- _Try it_
Write out the line that contains "the entrance portico" and every line after it through the end of the entries, exactly as given and with no other lines.

Exercise materials Start Marker

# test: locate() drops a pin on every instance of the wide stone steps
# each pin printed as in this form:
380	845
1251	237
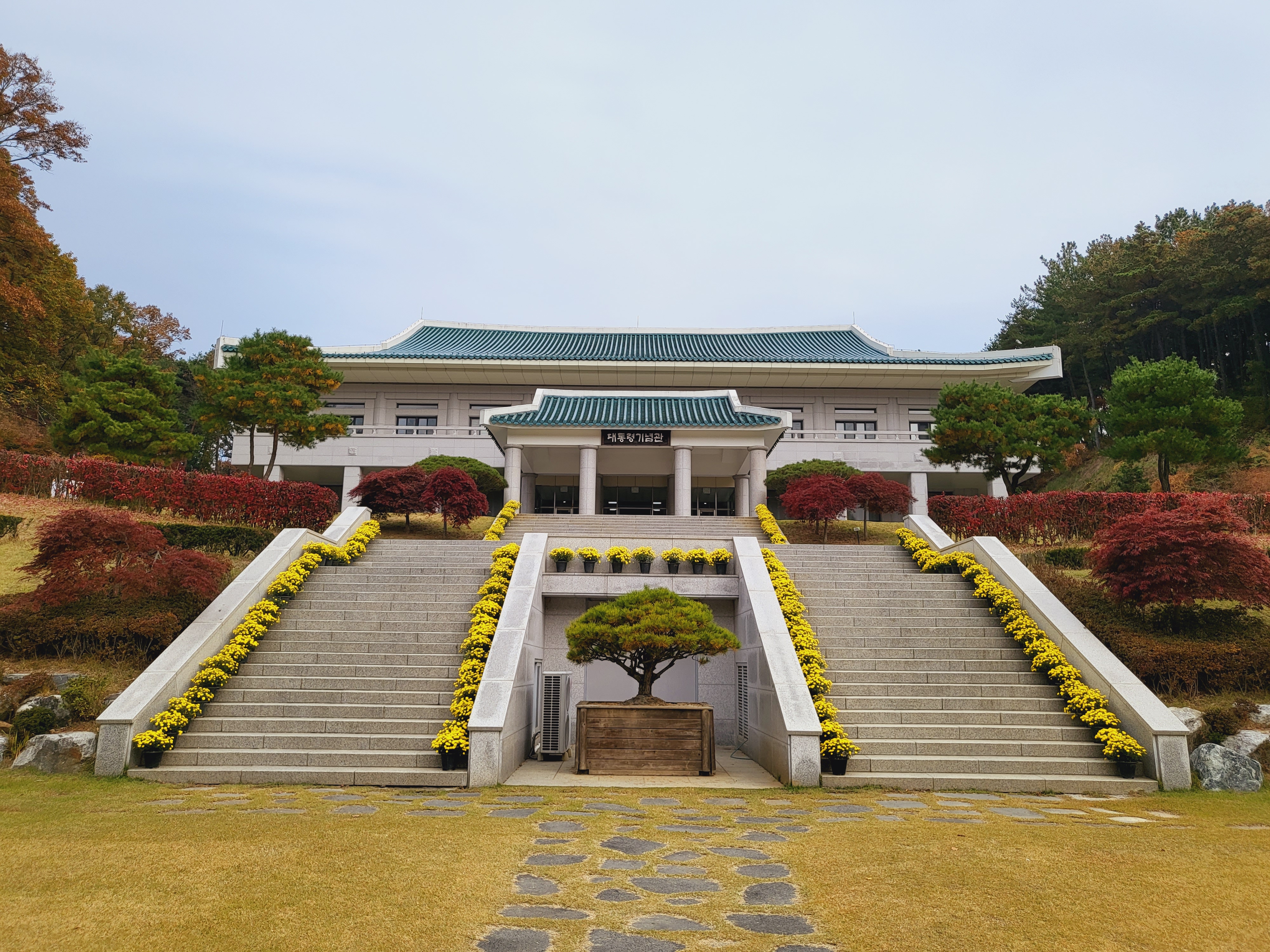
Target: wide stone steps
932	689
354	682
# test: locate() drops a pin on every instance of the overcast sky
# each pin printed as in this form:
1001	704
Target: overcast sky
344	169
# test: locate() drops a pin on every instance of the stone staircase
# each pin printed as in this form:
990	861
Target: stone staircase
700	527
932	689
354	682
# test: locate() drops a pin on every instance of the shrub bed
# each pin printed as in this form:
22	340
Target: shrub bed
1047	519
196	496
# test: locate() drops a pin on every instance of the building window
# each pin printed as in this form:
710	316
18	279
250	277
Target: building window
864	430
416	426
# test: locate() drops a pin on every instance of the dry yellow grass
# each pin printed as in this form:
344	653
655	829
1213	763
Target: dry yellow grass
95	868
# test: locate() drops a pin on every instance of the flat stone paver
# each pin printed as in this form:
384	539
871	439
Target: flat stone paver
435	813
606	941
740	852
543	913
660	922
772	925
769	894
764	871
554	860
631	846
530	885
671	885
675	870
516	941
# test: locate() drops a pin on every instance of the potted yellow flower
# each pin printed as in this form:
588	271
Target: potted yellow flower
618	558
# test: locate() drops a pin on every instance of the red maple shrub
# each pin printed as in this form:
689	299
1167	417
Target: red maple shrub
819	499
1177	557
455	496
393	492
90	553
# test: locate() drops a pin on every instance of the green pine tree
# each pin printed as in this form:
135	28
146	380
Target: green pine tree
123	407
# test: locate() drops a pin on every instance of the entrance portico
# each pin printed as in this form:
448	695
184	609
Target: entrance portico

Exercise materials End Marker

- _Response to this task_
# test: locate() drops a pin on every instance of the entrance portico
# each pin printed as in this form:
448	695
184	609
Target: entrance portico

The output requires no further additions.